[TASK OBJECTIVE]:
Format the lines from the line with "Where can the statue leg" through the line with "x=242, y=335" as a JSON list of strings, one string per line, leaving out any blank lines.

Location identification lines

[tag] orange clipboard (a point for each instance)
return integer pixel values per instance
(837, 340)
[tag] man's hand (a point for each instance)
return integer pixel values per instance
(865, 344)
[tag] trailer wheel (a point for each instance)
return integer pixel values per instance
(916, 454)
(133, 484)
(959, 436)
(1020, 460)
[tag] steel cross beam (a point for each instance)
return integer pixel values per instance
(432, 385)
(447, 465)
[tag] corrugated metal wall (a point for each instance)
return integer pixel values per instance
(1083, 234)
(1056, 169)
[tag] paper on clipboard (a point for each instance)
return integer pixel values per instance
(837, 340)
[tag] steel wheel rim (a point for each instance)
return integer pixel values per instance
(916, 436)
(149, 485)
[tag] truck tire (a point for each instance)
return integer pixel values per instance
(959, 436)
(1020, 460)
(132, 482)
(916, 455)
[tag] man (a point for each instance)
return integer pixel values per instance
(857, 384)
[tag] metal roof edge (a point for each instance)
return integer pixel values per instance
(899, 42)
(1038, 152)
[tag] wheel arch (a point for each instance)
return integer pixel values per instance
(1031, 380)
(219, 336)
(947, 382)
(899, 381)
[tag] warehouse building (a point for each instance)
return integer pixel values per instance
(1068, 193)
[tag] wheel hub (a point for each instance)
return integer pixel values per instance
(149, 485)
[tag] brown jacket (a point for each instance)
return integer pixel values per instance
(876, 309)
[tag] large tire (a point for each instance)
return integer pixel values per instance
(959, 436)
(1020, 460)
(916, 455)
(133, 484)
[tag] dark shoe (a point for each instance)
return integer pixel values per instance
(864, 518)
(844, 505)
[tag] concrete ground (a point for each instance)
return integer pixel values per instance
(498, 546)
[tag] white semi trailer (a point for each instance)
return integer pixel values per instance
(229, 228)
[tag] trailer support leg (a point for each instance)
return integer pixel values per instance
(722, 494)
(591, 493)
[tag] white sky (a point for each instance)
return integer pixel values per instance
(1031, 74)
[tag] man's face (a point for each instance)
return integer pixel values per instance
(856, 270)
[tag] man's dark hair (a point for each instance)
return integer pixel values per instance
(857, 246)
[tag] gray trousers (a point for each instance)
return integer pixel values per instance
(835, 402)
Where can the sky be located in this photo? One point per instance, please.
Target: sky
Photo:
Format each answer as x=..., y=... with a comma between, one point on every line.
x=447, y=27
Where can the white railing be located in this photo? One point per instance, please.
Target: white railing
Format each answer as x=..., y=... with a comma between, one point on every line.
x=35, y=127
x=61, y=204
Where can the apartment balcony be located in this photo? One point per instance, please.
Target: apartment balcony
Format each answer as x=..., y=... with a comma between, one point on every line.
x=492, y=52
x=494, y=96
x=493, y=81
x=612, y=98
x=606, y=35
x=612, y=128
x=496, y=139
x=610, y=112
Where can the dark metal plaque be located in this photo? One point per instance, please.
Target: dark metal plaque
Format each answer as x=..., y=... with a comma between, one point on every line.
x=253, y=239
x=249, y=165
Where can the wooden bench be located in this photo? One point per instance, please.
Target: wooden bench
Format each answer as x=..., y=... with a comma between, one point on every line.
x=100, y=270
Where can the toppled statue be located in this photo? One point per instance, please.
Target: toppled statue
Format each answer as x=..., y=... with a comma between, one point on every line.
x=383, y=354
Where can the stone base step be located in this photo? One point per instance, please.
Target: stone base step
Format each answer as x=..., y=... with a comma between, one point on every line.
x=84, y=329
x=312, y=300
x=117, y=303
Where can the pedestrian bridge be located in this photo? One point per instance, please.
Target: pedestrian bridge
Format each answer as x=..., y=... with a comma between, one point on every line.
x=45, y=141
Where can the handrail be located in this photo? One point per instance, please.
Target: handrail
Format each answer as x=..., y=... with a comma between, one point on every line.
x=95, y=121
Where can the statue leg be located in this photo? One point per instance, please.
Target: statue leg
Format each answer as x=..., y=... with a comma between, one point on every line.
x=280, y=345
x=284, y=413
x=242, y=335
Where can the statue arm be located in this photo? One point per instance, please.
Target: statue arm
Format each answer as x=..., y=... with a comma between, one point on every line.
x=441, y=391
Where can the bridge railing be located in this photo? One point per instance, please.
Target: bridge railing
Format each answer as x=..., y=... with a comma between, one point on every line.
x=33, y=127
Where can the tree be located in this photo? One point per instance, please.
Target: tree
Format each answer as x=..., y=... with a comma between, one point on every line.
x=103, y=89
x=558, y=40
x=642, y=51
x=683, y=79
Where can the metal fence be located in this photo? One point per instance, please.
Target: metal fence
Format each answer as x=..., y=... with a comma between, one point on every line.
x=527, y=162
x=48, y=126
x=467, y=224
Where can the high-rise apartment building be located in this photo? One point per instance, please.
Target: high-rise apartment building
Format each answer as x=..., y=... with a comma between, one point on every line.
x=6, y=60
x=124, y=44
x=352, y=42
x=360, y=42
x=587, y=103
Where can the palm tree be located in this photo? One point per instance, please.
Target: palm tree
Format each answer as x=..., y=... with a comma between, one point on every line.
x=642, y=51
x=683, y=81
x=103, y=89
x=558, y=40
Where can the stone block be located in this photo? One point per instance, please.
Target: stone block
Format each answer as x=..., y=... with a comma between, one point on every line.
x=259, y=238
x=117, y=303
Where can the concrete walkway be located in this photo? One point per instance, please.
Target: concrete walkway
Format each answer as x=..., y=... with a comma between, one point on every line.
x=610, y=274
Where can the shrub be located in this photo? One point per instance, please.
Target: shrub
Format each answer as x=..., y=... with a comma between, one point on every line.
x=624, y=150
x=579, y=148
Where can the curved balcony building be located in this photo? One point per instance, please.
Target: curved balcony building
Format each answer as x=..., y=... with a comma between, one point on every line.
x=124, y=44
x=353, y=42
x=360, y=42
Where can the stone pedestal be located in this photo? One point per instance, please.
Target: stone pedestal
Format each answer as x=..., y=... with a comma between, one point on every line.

[RESPONSE TO THIS EXERCISE]:
[
  "Where can the statue leg be located in this photo? One point per instance, please.",
  "Target: statue leg",
  "Format each answer as x=..., y=... with a comma between, one point on every line.",
  "x=280, y=345",
  "x=284, y=413",
  "x=242, y=335"
]